***** Material shown *****

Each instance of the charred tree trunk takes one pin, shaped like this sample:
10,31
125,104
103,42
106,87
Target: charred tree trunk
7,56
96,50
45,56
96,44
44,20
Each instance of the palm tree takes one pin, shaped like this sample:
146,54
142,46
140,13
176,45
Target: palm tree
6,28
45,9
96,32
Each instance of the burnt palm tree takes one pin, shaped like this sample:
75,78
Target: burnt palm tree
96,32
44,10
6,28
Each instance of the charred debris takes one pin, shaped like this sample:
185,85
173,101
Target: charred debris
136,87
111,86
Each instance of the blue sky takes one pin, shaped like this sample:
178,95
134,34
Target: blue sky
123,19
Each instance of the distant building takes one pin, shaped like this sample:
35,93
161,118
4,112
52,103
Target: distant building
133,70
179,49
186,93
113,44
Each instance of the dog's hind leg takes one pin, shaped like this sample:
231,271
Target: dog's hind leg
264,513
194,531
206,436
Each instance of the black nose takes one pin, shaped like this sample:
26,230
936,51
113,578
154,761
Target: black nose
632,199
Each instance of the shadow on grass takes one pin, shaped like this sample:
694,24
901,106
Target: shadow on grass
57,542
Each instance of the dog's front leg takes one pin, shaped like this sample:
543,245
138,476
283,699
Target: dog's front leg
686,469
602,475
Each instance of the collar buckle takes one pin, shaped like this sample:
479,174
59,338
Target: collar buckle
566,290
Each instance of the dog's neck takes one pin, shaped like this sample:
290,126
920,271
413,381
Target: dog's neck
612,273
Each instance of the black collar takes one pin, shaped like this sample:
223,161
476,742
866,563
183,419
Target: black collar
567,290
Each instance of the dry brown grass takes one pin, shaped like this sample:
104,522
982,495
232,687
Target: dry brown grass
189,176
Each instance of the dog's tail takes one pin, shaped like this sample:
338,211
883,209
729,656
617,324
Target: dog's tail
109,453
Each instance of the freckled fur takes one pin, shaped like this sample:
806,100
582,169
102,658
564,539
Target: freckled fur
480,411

*****

**Task directions:** Reproduce the whole listing verbatim, leaving every line as it was.

**Response to this task:**
Each instance of the charred tree trunk takes one pin, shaped like this sample:
10,31
125,104
103,42
106,87
Target: charred tree trunk
7,56
96,50
45,56
96,44
44,20
Each instance of the palm tree takes one pin, shaped like this sample:
146,54
142,46
140,13
176,45
Target: palm tree
6,28
45,9
96,32
Each instance of the burnt palm tree takes one pin, shaped like this sample:
75,78
Target: burnt palm tree
96,32
44,10
6,28
Each instance of the charred debris takes one pin, shaped like this sample:
185,85
173,101
Target: charred debris
136,87
111,86
Each instance of the blue sky takes one pin, shaped like this sample:
178,95
134,34
Target: blue sky
123,19
Each instance of the distant building takes one pin, shaped like this sample:
35,93
161,118
4,112
52,103
Target: distant building
133,70
179,49
186,93
113,44
Each instance of the dog's hind leg takes one pin, shaped like this sample:
231,271
Target: dog's hind leg
264,513
194,531
206,436
Each instance of the black nose takes one pin, shaped like this sample:
26,230
936,51
113,578
154,761
Target: black nose
632,199
Each instance of the shadow on grass takes one pin, shaped like this sample:
694,24
901,106
Target: shadow on grass
57,542
Each instance of the dog's front leg takes one pin, shaped like this sample:
543,245
138,476
283,699
Target: dog's front leg
686,469
602,475
Each instance of the collar buckle takes one pin, shaped like this sample:
479,174
59,338
Target: collar buckle
566,290
Each instance of the dog's neck takes one pin, shaped like this sample:
290,126
920,271
413,381
Target: dog's neck
612,273
Each instance of the black collar takes one pin, shaped like this sample:
223,161
476,742
866,563
183,419
Target: black collar
567,290
Each instance of the dry brown grass takes one pin, shaped like this sample:
104,522
982,495
232,687
Target: dry brown grass
189,176
Each instance of the dog's tail takes one pin, shaped like this sample:
338,211
883,209
729,656
617,324
Target: dog's tail
109,453
Each instance of the freckled fur takes one pin, shaped like this sample:
806,100
582,169
102,658
564,539
Target: freckled fur
480,411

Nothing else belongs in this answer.